> **ACTIVITY**:
Retype all the records with nothing changed.

↓

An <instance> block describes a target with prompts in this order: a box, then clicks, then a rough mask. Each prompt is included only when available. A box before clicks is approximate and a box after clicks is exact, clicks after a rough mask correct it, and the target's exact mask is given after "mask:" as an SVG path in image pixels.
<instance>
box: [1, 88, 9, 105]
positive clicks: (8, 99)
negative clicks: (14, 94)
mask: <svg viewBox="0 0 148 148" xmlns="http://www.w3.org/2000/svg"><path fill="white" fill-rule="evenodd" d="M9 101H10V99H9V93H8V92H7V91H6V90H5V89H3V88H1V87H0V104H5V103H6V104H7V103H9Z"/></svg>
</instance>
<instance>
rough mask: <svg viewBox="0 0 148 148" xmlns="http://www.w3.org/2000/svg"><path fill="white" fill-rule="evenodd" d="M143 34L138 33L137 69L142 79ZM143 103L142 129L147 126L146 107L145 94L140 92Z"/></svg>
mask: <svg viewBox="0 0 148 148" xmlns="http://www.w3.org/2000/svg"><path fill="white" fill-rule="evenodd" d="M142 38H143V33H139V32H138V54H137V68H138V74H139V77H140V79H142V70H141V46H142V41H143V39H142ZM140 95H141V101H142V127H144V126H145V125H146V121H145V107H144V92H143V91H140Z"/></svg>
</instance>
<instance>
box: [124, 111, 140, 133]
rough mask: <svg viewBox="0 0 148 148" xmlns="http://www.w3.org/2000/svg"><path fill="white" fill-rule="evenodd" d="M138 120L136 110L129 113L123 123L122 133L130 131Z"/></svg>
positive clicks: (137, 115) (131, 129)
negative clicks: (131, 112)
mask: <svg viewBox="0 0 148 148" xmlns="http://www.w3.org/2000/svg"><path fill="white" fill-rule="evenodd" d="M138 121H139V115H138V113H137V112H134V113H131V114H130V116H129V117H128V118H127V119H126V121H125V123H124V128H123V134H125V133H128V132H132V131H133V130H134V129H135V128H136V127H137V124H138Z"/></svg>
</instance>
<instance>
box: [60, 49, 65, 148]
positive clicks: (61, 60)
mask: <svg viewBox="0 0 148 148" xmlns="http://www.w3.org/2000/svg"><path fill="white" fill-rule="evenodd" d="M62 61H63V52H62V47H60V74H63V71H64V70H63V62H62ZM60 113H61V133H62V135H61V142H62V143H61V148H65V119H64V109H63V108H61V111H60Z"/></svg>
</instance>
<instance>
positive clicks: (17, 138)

↑

> **TASK SOLUTION**:
An <instance> block describes a target with prompts in this order: a box, then clicks, then a rough mask. Each prompt is included only when available. A box before clicks is approximate and a box after clicks is exact, clicks after a rough mask correct it, and the target's exact mask is given after "mask:" as an SVG path in image pixels.
<instance>
box: [1, 88, 9, 105]
positive clicks: (8, 99)
negative clicks: (14, 94)
mask: <svg viewBox="0 0 148 148" xmlns="http://www.w3.org/2000/svg"><path fill="white" fill-rule="evenodd" d="M9 101H10V99H9V93H8V92H7V91H6V90H5V89H3V88H1V87H0V104H5V103H6V104H7V103H9Z"/></svg>
</instance>
<instance>
rough mask: <svg viewBox="0 0 148 148" xmlns="http://www.w3.org/2000/svg"><path fill="white" fill-rule="evenodd" d="M143 34L138 33L137 69L142 79ZM143 103L142 129L147 126L146 107L145 94L140 92Z"/></svg>
mask: <svg viewBox="0 0 148 148" xmlns="http://www.w3.org/2000/svg"><path fill="white" fill-rule="evenodd" d="M142 38H143V33H139V32H138V54H137V68H138V74H139V77H140V79H142V70H141V46H142V41H143V39H142ZM140 95H141V101H142V127H144V126H145V125H146V121H145V107H144V92H143V91H140Z"/></svg>
</instance>
<instance>
box: [124, 111, 140, 133]
rough mask: <svg viewBox="0 0 148 148" xmlns="http://www.w3.org/2000/svg"><path fill="white" fill-rule="evenodd" d="M138 120L136 110L129 113L123 123L122 133L130 131Z"/></svg>
positive clicks: (137, 115) (131, 129)
negative clicks: (131, 112)
mask: <svg viewBox="0 0 148 148" xmlns="http://www.w3.org/2000/svg"><path fill="white" fill-rule="evenodd" d="M138 121H139V115H138V113H137V112H134V113H131V114H130V116H129V117H128V118H127V119H126V121H125V123H124V128H123V134H125V133H128V132H132V131H133V130H134V129H135V128H136V127H137V124H138Z"/></svg>
</instance>
<instance>
box: [60, 49, 65, 148]
positive clicks: (61, 60)
mask: <svg viewBox="0 0 148 148" xmlns="http://www.w3.org/2000/svg"><path fill="white" fill-rule="evenodd" d="M62 61H63V52H62V47H60V74H63V71H64V70H63V62H62ZM60 113H61V133H62V135H61V142H62V143H61V148H65V119H64V109H63V108H61V111H60Z"/></svg>
</instance>
<instance>
positive clicks: (17, 138)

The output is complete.